Activity
Search the records for the string "instance" and report how many lines contain it, with nothing else.

Stored records
- Opening Delimiter -
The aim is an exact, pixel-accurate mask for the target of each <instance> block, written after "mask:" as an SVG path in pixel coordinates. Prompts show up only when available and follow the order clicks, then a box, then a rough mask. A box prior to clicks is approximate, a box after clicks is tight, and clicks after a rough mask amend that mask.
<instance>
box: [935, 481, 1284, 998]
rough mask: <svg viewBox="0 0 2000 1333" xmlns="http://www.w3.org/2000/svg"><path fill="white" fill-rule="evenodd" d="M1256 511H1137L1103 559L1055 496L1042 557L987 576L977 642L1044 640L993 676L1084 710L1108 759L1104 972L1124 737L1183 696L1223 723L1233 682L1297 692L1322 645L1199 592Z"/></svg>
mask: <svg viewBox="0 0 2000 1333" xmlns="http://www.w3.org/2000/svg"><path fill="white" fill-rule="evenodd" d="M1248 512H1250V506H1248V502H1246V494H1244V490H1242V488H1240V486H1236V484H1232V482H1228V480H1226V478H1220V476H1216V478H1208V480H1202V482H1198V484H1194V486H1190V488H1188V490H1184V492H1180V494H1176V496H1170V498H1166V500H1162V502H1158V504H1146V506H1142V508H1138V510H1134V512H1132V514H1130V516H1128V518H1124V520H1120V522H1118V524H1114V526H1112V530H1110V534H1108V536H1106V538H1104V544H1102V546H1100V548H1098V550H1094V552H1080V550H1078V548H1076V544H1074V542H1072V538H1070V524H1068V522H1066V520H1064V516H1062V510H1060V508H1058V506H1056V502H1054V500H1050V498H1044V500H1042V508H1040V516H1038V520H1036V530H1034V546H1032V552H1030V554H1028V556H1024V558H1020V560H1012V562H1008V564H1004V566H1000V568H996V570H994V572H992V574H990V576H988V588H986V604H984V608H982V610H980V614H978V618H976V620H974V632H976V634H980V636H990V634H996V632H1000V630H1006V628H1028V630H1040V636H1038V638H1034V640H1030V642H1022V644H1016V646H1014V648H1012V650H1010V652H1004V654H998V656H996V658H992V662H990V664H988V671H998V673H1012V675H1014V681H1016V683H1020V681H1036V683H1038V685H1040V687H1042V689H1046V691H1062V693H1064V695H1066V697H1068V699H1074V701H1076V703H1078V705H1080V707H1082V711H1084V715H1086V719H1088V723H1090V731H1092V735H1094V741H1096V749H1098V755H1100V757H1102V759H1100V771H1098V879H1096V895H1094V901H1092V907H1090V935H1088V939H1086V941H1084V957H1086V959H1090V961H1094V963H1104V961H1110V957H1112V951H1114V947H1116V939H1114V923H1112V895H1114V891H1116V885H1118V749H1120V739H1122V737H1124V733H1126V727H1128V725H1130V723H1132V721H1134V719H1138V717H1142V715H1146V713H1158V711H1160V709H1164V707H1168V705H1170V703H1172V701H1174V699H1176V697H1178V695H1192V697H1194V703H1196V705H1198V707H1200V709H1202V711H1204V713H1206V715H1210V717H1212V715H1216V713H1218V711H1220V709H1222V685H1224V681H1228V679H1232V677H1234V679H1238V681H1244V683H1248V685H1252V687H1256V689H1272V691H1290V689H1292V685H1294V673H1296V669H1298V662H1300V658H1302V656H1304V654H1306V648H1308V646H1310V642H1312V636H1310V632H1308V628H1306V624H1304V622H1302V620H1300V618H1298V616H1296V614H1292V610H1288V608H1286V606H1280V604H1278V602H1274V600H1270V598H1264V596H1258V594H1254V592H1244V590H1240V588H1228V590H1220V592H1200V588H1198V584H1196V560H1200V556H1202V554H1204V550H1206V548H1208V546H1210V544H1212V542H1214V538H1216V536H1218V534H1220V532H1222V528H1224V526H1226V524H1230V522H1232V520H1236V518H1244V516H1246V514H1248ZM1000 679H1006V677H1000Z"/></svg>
- Closing Delimiter -
Answer box
2